▶ [TASK DESCRIPTION]:
Reproduce the listing below word for word, omitting the pictures.

▶ [DATASET ROWS]:
+ + + +

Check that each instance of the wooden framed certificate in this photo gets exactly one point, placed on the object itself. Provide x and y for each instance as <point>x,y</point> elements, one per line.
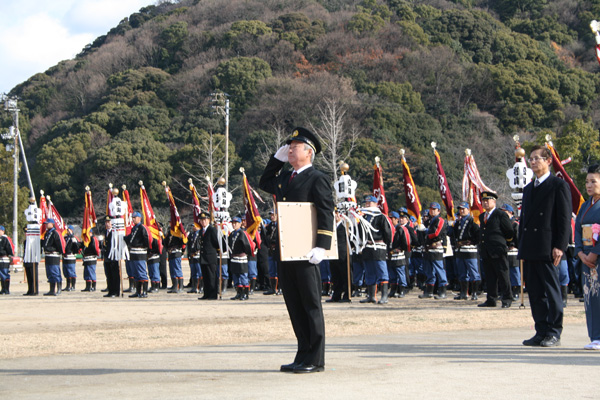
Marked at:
<point>297,225</point>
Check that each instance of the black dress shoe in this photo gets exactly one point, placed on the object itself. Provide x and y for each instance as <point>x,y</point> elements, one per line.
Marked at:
<point>534,341</point>
<point>288,367</point>
<point>307,368</point>
<point>550,341</point>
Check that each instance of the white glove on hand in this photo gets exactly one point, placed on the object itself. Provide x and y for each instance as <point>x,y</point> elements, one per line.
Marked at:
<point>316,255</point>
<point>281,154</point>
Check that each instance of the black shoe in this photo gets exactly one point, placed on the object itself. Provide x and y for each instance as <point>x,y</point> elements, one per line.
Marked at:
<point>550,341</point>
<point>288,367</point>
<point>307,369</point>
<point>534,341</point>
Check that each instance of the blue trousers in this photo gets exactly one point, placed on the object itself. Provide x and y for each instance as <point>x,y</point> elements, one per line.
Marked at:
<point>467,269</point>
<point>69,269</point>
<point>195,268</point>
<point>139,270</point>
<point>358,272</point>
<point>89,272</point>
<point>591,302</point>
<point>154,270</point>
<point>375,272</point>
<point>515,276</point>
<point>252,269</point>
<point>272,267</point>
<point>434,269</point>
<point>5,272</point>
<point>175,268</point>
<point>240,280</point>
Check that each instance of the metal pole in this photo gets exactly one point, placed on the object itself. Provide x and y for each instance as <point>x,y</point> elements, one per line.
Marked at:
<point>227,144</point>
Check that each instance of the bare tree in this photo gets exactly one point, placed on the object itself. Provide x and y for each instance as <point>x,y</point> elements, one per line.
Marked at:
<point>338,140</point>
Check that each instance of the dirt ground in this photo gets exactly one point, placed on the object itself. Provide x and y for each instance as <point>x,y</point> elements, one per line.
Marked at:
<point>81,322</point>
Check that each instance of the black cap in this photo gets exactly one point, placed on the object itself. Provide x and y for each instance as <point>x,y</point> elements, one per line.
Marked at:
<point>489,195</point>
<point>305,136</point>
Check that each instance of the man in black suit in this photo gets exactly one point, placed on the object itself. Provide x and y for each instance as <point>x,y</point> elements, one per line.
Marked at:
<point>543,238</point>
<point>301,280</point>
<point>495,230</point>
<point>209,243</point>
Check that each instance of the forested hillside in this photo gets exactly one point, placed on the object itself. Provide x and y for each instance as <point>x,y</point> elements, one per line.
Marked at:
<point>136,104</point>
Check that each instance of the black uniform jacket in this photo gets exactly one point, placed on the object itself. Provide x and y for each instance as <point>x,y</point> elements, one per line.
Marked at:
<point>494,234</point>
<point>545,221</point>
<point>308,186</point>
<point>209,245</point>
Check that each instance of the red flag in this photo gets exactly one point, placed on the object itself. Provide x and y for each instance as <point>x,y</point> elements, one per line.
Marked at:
<point>89,219</point>
<point>197,208</point>
<point>109,197</point>
<point>177,228</point>
<point>413,204</point>
<point>128,217</point>
<point>150,218</point>
<point>253,218</point>
<point>444,188</point>
<point>44,209</point>
<point>378,191</point>
<point>576,197</point>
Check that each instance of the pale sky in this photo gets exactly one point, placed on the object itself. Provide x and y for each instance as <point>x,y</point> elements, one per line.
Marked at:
<point>37,34</point>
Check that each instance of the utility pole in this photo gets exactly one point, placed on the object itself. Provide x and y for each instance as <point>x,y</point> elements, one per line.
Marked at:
<point>219,99</point>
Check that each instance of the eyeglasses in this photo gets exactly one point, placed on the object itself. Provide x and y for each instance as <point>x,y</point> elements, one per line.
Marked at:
<point>536,159</point>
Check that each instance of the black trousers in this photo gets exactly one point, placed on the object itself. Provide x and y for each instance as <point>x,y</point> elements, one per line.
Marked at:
<point>210,279</point>
<point>543,288</point>
<point>113,278</point>
<point>31,271</point>
<point>301,286</point>
<point>496,276</point>
<point>339,277</point>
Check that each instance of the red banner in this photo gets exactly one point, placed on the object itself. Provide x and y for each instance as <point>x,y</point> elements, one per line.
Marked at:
<point>197,208</point>
<point>444,188</point>
<point>128,217</point>
<point>150,218</point>
<point>89,219</point>
<point>413,204</point>
<point>253,218</point>
<point>378,191</point>
<point>576,197</point>
<point>176,226</point>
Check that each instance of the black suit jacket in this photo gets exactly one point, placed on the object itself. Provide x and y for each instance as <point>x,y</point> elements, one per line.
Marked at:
<point>545,219</point>
<point>209,243</point>
<point>494,233</point>
<point>308,186</point>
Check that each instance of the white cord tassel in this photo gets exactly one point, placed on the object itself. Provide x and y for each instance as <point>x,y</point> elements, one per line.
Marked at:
<point>33,248</point>
<point>119,250</point>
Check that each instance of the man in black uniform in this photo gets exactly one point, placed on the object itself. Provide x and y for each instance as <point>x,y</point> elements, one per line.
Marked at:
<point>496,230</point>
<point>301,280</point>
<point>544,233</point>
<point>111,267</point>
<point>209,262</point>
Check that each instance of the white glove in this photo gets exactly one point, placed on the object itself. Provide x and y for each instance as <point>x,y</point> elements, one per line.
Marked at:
<point>316,255</point>
<point>281,154</point>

+ + + +

▶ [TASK ANSWER]:
Check that each instance of the wooden framed certificate in this photo gets exactly one point, placed on the object itself. Provide x and y for each instance as <point>x,y</point> elements, one per line.
Marked at:
<point>297,225</point>
Check that each instance of the black dress shoe in this photo gets exactly one point, placed on the object itself. Provide x and y for each instance as <point>x,y</point> elements, one per line.
Marked at:
<point>534,341</point>
<point>288,367</point>
<point>307,368</point>
<point>550,341</point>
Check that each instance of the white glove on hand in this photo gets exactly one point, placed on the object itself. Provide x and y for each instance as <point>x,y</point> elements, one per line.
Marked at:
<point>316,255</point>
<point>281,154</point>
Check that each instance of the black shoe in this photo gets exactly one point, placed on the object itself. Provide x and y for each instance as <point>x,y</point> elements, one per line.
Marked at:
<point>550,341</point>
<point>288,367</point>
<point>307,369</point>
<point>534,341</point>
Check that each instance of the blue trousers in this photo gets exactly one point, placed on the object itself. Provide x and y for each instance as <point>x,y</point> elements, one per line.
Marked at:
<point>467,269</point>
<point>69,269</point>
<point>195,268</point>
<point>139,270</point>
<point>358,272</point>
<point>89,272</point>
<point>591,302</point>
<point>154,270</point>
<point>375,272</point>
<point>515,276</point>
<point>252,269</point>
<point>272,267</point>
<point>434,269</point>
<point>5,272</point>
<point>175,268</point>
<point>240,280</point>
Check that each instance of the metal pole in this photo gets exactly one point, placed on the object itself. Provide x and y for each instance as <point>x,y</point> elements, one per line.
Marked at:
<point>227,144</point>
Check that each instance of the bare tree in this photo gets exactly one point, placed on the object itself. Provide x and y for each instance as <point>x,y</point> elements, one per line.
Marked at:
<point>338,140</point>
Check that each instance of the dirt ground in this photo gets exactly one point, placed on the object itself. Provide x and y for each instance as <point>x,y</point> elements, one per line.
Marked at:
<point>81,322</point>
Check that each instance of the black cap in this photo gets exactly one point, placed on the object itself. Provide x and y for each instance as <point>x,y</point> elements, one per line.
Marked at:
<point>489,195</point>
<point>305,136</point>
Check that each instance of the man in black suit in this photo gets exactly one point, placed on the object itself. Provide x and y for each instance as <point>x,y</point> elements, one per line.
Marked at:
<point>543,238</point>
<point>301,280</point>
<point>495,230</point>
<point>209,243</point>
Check that each instance of the forested hillside in this photo gets exactly one point, placed on the object itself. Provide x and y for each instance as <point>x,y</point> elements, one per line.
Marked at:
<point>136,104</point>
Check that each instance of the black uniform jacket in this photo gets exactly one point, placed on the object itself. Provide x and y for each instance as <point>x,y</point> elements, one per line.
Marked at:
<point>494,234</point>
<point>545,221</point>
<point>308,186</point>
<point>209,245</point>
Check that each instance of the red flag in this photo gets exactly one point, placed on the object itself. Provide x and y for each instance as <point>x,y</point> elements, one per line.
Marked at:
<point>89,219</point>
<point>197,208</point>
<point>109,197</point>
<point>177,228</point>
<point>413,204</point>
<point>128,217</point>
<point>150,218</point>
<point>253,218</point>
<point>444,188</point>
<point>44,209</point>
<point>378,191</point>
<point>576,197</point>
Check that each instance of the pale sky in this photo gets exactly one point, placed on the object itself. Provide x and y for each instance as <point>x,y</point> elements, one per line.
Marked at:
<point>37,34</point>
Check that each instance of the utility pole in this photo gets exactly one point, placed on the object itself. Provide x and y for each instance as <point>x,y</point> elements, one per line.
Marked at:
<point>219,99</point>
Check that each instance of the eyeglasses in this photo gets exactly one point, placed on the object itself. Provide x and y for each instance as <point>x,y</point> elements, one per line.
Marked at:
<point>536,159</point>
Check that each instance of the black trousers in this photo gets exactly one point, placed on the object itself. Provide x and y for each instance as <point>x,y</point> elements, one per line.
Marked at:
<point>210,279</point>
<point>543,288</point>
<point>113,278</point>
<point>31,271</point>
<point>301,286</point>
<point>496,276</point>
<point>339,277</point>
Check that each instance of the red banner in this photo gets exactly one point, placed on the object itself. Provide x and y for each instance as <point>x,y</point> elements, one per line.
Marked at:
<point>197,208</point>
<point>444,188</point>
<point>128,217</point>
<point>150,218</point>
<point>89,219</point>
<point>413,204</point>
<point>253,218</point>
<point>378,191</point>
<point>576,197</point>
<point>176,226</point>
Check that each instance of the black suit jacket in this photo gets exactly one point, placed on the object itself. Provide x and y for each instance as <point>x,y</point> elements, one per line.
Marked at:
<point>545,219</point>
<point>209,243</point>
<point>494,233</point>
<point>308,186</point>
Check that each instance of the white cord tassel in this photo gets exactly one point, placed on the object itself. Provide x and y for each instance as <point>x,y</point> elements, one per line.
Marked at:
<point>33,248</point>
<point>119,250</point>
Check that each instance of the man in black uniform in this photo gets exactly one point, placed on the object itself. Provide x and y for each instance as <point>x,y</point> elements, one per line.
Marked at:
<point>496,230</point>
<point>301,280</point>
<point>544,233</point>
<point>111,267</point>
<point>209,262</point>
Check that each instance of the white glove in this photo gets exactly one point, placed on the object itself. Provide x and y for each instance as <point>x,y</point> elements, one per line.
Marked at:
<point>316,255</point>
<point>281,154</point>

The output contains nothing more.